▶ _Work task_:
The answer should be a faithful retyping of the records that follow, pictures excluded.

Natural language region descriptions:
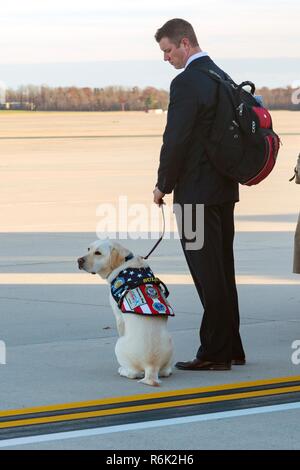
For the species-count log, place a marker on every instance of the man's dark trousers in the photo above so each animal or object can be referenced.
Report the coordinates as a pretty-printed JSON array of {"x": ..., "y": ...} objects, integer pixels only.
[{"x": 212, "y": 269}]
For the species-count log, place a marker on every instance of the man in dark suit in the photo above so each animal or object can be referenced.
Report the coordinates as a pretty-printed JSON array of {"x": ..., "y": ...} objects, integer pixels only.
[{"x": 186, "y": 169}]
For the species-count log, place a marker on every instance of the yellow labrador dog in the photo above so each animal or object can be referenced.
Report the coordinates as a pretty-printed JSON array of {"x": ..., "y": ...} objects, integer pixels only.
[{"x": 144, "y": 349}]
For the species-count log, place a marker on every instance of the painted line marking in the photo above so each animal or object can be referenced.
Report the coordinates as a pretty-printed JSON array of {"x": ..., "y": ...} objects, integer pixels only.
[{"x": 149, "y": 396}]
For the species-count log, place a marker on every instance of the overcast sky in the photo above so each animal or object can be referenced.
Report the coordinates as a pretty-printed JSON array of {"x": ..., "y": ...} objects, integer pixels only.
[{"x": 65, "y": 31}]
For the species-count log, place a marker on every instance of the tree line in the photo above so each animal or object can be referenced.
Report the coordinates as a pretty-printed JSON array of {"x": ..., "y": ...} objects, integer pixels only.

▶ _Answer space_:
For the species-count log, place a marker on every instance of the man's dark trousers in the photo above so each animal or object can be referenced.
Report the coordinates as a pretty-printed JSON array of {"x": ..., "y": ...} objects, integer pixels only.
[{"x": 212, "y": 269}]
For the species-count log, place a marker on every instance of the man in dark suit in the photo above so each animal or object can be referenced.
Report the coordinates as a pretty-printed JSON array of {"x": ..., "y": ...} objects, integer pixels only.
[{"x": 186, "y": 169}]
For the species-count log, place a marker on every instance of the yellow labrador dog in the photo above so each animal or object can be referenced.
Report the coordinates as a pretty-printed JSON array of {"x": ..., "y": ...} objects, integer pixels only.
[{"x": 144, "y": 349}]
For the species-count log, place a marker on every instance of the painted line marking in the photo above so each animal or object can be referenced.
Report the coordinates as a pretty-printed JSON array of {"x": ..., "y": ...} objects, integer pixels only.
[{"x": 149, "y": 396}]
For the species-count log, place a marker on every instance of the overcast sky in the photo above so each animal or object can be referenced.
Report the coordinates as a pretty-printed JSON array of {"x": ..., "y": ...} objects, integer pixels only.
[{"x": 65, "y": 31}]
For the species-count log, place a marker on every instance of the tree line in the photo above so each animal or object can be referenced.
Report the coordinates as a pretty-printed JSON array of {"x": ..., "y": ...} objects, integer pixels only.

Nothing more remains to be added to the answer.